Task details →
Rewrite every line between the one containing "Note: indicate the scoop" and the one containing "<point>207,247</point>", inclusive. Offset each coordinate in the answer points by 51 and keep all other lines unchanged.

(Dataset excerpt)

• • • • •

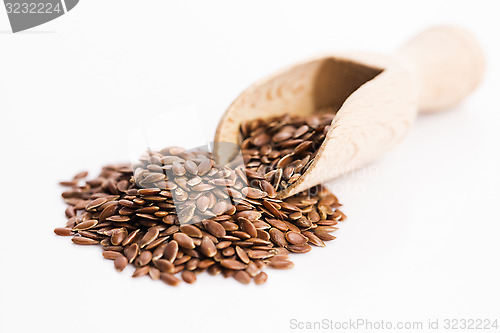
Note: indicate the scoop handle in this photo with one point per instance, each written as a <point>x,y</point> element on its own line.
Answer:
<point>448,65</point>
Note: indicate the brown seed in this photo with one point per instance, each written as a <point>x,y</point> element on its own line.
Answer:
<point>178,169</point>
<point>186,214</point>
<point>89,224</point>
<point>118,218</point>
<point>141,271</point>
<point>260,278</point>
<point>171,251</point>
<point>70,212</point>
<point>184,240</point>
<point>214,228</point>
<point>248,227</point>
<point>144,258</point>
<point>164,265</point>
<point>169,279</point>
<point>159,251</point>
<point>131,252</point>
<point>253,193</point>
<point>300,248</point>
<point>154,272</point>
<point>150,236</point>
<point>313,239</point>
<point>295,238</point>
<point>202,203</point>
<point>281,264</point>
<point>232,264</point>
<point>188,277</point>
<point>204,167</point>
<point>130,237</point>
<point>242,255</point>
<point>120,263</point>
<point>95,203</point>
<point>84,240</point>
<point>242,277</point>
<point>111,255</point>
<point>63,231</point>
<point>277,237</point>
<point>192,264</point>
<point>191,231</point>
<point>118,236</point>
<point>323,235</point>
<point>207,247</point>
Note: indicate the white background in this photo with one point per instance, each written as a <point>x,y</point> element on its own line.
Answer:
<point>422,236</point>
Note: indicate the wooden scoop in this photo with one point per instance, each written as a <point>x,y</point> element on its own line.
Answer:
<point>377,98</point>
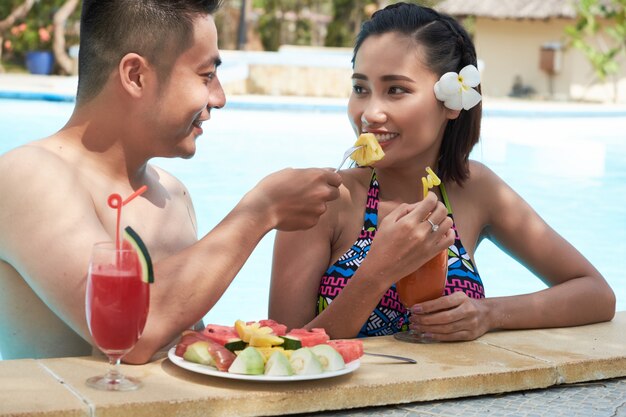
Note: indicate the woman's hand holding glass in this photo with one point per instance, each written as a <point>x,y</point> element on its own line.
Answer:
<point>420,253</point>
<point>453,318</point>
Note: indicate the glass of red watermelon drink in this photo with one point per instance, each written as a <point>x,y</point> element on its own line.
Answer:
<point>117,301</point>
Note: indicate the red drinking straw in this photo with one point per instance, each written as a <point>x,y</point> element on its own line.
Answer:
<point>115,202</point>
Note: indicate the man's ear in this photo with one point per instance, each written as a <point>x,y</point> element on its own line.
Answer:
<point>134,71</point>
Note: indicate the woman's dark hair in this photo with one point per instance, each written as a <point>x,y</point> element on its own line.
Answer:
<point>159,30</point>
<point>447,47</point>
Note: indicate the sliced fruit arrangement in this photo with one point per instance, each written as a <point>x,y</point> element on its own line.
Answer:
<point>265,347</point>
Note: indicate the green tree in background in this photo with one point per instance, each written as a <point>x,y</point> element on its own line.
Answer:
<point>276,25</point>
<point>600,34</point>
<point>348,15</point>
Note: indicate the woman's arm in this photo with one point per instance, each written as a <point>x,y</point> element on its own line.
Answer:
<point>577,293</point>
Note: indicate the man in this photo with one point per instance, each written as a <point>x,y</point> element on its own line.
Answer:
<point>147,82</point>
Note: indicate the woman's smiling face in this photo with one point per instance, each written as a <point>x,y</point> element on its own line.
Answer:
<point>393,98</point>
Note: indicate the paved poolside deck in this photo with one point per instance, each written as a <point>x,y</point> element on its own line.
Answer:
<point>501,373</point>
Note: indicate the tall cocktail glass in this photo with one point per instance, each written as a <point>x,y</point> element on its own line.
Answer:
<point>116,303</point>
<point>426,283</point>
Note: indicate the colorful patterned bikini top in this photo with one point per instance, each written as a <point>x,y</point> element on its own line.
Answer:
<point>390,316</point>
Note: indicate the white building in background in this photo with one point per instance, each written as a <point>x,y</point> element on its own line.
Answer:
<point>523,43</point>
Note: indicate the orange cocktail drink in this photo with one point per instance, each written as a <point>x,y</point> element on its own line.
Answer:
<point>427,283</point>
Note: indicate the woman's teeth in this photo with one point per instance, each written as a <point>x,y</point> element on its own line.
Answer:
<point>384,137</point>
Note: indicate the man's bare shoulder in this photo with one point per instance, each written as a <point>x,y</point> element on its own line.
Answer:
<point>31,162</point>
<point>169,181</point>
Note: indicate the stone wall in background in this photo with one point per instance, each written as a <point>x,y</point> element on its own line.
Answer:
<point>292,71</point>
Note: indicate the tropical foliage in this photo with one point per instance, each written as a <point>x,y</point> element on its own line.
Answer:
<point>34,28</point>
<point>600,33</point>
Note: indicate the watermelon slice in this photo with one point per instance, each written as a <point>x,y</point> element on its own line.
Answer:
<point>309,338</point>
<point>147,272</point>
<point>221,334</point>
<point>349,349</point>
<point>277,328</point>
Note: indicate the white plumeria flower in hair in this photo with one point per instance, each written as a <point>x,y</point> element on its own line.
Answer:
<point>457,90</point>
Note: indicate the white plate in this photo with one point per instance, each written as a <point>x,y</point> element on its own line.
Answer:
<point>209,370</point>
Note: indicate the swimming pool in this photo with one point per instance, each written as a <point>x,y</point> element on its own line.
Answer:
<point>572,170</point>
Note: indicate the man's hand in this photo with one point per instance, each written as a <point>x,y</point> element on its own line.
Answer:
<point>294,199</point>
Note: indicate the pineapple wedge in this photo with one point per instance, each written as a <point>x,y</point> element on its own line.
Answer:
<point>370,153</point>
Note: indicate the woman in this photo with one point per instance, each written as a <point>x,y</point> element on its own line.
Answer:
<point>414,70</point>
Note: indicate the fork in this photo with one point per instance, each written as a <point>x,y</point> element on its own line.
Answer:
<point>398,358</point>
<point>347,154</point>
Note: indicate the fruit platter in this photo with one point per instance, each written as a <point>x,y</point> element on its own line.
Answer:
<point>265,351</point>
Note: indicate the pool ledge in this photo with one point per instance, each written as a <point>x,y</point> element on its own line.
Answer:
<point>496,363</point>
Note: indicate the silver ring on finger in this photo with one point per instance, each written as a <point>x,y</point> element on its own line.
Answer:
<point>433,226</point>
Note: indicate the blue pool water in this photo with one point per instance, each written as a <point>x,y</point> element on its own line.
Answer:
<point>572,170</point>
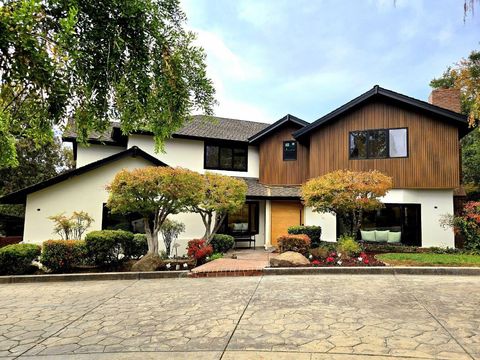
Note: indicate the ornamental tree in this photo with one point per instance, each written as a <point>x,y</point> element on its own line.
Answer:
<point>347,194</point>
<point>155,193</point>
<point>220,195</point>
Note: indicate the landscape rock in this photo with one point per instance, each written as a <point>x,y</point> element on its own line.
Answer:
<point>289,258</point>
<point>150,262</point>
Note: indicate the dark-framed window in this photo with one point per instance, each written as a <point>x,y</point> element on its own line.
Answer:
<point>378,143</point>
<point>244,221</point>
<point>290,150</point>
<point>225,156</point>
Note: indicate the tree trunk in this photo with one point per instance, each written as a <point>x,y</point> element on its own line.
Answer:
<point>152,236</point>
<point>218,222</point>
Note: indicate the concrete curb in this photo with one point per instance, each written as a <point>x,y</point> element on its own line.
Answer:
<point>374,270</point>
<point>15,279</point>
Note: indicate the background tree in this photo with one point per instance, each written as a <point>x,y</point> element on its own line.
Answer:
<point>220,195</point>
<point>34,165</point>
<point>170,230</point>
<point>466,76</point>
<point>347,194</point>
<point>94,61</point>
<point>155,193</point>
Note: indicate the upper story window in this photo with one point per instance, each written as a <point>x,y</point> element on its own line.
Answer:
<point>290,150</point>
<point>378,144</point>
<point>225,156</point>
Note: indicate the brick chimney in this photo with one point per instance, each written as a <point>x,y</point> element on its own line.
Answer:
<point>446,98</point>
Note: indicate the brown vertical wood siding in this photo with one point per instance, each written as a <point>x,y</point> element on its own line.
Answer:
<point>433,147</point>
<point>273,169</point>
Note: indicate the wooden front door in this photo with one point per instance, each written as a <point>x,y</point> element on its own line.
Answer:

• • • • •

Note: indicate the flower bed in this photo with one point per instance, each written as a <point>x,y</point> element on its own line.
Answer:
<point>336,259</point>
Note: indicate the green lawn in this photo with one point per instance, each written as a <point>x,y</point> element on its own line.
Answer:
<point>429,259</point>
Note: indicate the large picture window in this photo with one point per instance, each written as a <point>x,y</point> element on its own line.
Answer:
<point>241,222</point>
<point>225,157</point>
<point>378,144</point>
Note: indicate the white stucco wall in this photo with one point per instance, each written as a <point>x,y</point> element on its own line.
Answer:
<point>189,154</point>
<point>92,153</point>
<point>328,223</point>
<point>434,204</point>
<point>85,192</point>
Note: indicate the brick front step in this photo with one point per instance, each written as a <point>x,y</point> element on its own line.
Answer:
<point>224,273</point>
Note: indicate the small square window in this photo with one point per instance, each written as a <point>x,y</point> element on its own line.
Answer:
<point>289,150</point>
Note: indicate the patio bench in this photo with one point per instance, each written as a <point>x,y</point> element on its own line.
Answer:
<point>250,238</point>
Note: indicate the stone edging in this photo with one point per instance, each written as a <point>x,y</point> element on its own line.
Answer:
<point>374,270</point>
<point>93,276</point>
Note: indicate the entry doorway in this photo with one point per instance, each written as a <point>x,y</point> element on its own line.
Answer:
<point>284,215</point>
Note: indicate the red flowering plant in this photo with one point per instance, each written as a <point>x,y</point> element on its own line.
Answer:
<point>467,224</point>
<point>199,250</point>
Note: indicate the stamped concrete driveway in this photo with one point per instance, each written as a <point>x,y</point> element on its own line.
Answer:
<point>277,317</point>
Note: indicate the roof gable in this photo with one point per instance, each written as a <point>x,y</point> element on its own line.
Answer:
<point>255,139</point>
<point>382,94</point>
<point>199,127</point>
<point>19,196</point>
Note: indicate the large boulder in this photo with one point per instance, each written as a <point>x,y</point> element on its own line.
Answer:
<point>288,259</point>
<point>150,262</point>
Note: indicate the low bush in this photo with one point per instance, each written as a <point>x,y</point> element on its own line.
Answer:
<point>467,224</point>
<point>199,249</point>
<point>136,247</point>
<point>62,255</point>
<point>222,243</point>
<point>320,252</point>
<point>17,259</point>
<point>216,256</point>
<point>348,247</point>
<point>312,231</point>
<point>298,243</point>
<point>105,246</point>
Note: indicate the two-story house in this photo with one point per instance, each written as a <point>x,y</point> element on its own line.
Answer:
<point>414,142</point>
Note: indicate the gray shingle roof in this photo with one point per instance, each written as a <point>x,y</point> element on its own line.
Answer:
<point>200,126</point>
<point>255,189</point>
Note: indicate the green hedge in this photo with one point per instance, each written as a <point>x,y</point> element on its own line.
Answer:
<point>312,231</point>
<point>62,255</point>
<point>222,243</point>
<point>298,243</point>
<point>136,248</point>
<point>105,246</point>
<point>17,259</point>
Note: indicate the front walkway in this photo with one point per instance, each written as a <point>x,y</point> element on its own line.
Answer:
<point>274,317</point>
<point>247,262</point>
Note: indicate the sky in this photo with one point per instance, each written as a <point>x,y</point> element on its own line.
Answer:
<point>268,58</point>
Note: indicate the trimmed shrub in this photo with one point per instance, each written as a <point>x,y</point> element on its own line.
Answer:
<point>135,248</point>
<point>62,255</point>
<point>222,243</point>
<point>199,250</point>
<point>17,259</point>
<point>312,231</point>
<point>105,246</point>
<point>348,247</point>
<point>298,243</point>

• • • • •

Answer to the exercise →
Note: indicate the scoop handle in this photo with one point per instance, each written as a <point>x,y</point> element on its own line.
Answer:
<point>499,116</point>
Note: indicate the brown seed in this photo with one point per instance, each written as a <point>x,y</point> element on its own line.
Answer:
<point>229,220</point>
<point>237,265</point>
<point>140,275</point>
<point>169,269</point>
<point>192,322</point>
<point>311,329</point>
<point>222,302</point>
<point>121,263</point>
<point>235,291</point>
<point>265,279</point>
<point>299,278</point>
<point>195,309</point>
<point>215,316</point>
<point>220,330</point>
<point>210,302</point>
<point>182,303</point>
<point>304,244</point>
<point>351,299</point>
<point>205,323</point>
<point>201,287</point>
<point>364,290</point>
<point>346,289</point>
<point>253,254</point>
<point>332,315</point>
<point>283,315</point>
<point>239,328</point>
<point>255,218</point>
<point>181,288</point>
<point>293,306</point>
<point>171,314</point>
<point>146,254</point>
<point>135,291</point>
<point>293,328</point>
<point>162,306</point>
<point>114,282</point>
<point>328,288</point>
<point>243,315</point>
<point>242,282</point>
<point>169,287</point>
<point>374,286</point>
<point>258,298</point>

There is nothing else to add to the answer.